**WHAT YOU NEED TO DO:**
A. Answer these questions using the passage about the first day of class:
(i) How many students are in the instructor's big class?
(ii) How many printed copies of the articles were there in total?
(iii) About how many minutes did the pairs get to answer the questions?
B. Duplicate the section of the passage about the first day of class from "I think of the" up to and including "informative is critical.".

**PROVIDED PASSAGE:**

----

I think of the first day of class as 1/3 user manual and 2/3 sales pitch—why should these students stay in this class? So making the first class interesting but also informative is critical.

The goal for the first day is threefold:

(1) Introduce the class’s content and responsibilities.

(2) Give the students a feel for how I teach.

(3) Get the students doing history.

In my big class, with 48 students who by and large aren’t interested in the subject and are afraid of the methods, I still haven’t quite struck on the right way to achieve these goals. But in my 15-person class, I adapted an exercise by Cate Denial for getting students into the sources early, and I was really happy with the results.

The course is about American explorers, and I’ve broken up the course material into 7 types of explorations. For the first day, I found a newspaper article about one example of each of these types of explorations. I purposely didn’t use the “banner” expeditions for each category; for instance, I found an article about Zebulon Pike’s 1806 expedition for the type I’m calling “continental exploration,” and an article about a satellite launch for space exploration.



A map created on the expedition written about in the article the students read. Zebulon Pike, A Sketch of the Vice Royalty Exhibiting the several Provinces and its Aproximation (sic) to the Internal Provinces of New Spain, 1810. David Rumsey Historical Map Collection.

For each of these articles, I selected a few key paragraphs, stripped out the date of the article (but left all the other metadata), and transcribed them all (so the typeface/printing style wouldn’t give away the date). I printed two copies of each article (for a total of 14), labeled A and B. In class, I gave each student one article and asked them to find these things:

  • When do you think this document is from?
  • Where is the exploration happening?
  • What is the purpose of the exploration?
  • What are the challenges of the exploration?
  • What else can you infer about exploration from this newspaper article?

The exercise I adapted this from doesn’t ask specific questions about the documents, but I wanted the students to think about specific things because these documents are all text, rather than images, so there are explicit pieces of information they can figure out from reading the words, but also some elements they have to read between the lines to figure out.

The students worked in teams of 2, with the other person who had the same article as they had, to answer these questions. I gave them about 10 minutes, which isn’t very long, and I told them they could write on, underline, do whatever they needed to help them understand the source.

The Cecil Whig, Elkton, MD, December 8, 1871: The article illustrating deep-sea exploration.

----

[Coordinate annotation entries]
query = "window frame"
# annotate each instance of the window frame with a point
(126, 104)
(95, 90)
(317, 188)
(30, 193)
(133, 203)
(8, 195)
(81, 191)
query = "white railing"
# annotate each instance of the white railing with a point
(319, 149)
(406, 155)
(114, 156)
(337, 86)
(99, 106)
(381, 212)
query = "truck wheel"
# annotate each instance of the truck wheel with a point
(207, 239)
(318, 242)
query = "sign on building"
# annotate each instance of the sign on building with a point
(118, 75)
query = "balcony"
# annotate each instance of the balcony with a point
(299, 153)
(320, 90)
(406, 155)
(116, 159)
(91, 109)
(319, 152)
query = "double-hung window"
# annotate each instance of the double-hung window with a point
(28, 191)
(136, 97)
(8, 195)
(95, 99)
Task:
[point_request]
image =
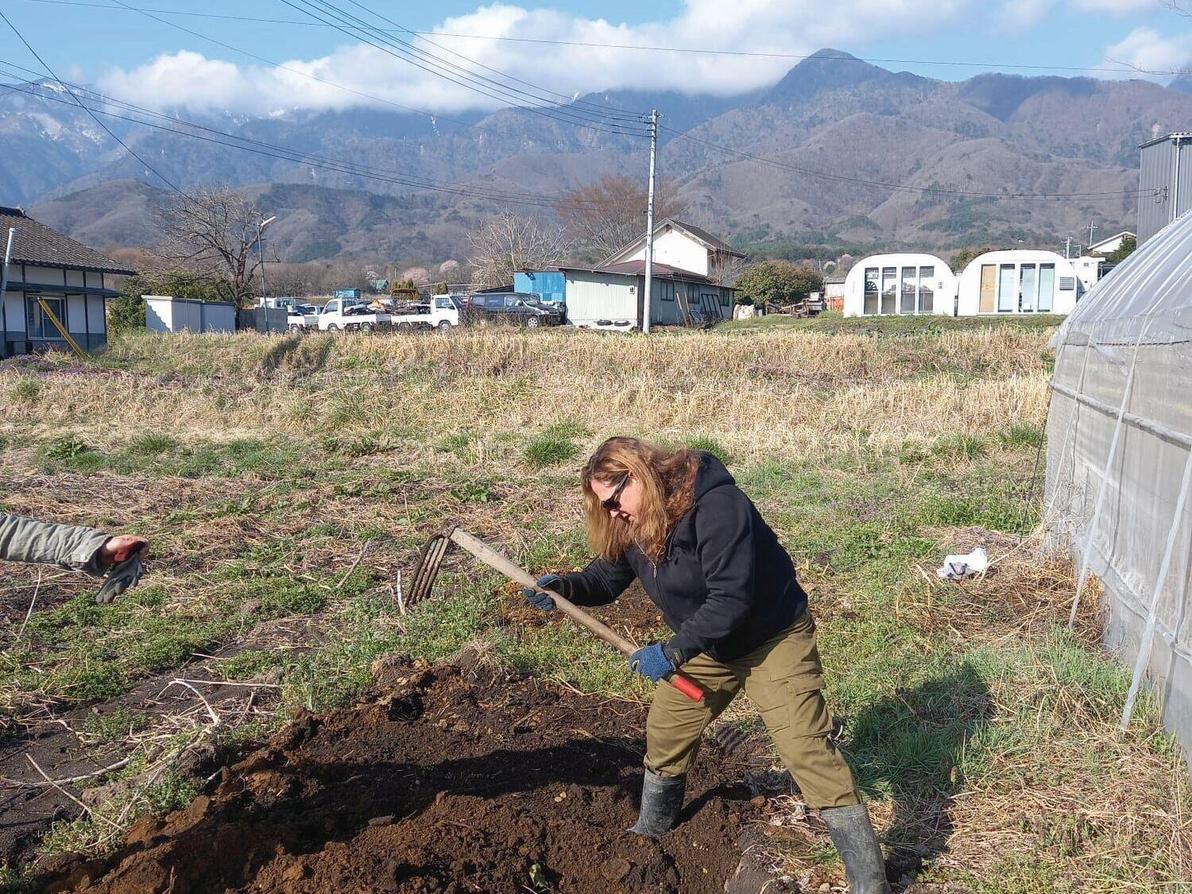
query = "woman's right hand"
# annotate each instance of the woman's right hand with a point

----

**OUTPUTS:**
A.
(i) 48
(ii) 14
(iii) About 10

B.
I think of the first day of class as 1/3 user manual and 2/3 sales pitch—why should these students stay in this class? So making the first class interesting but also informative is critical.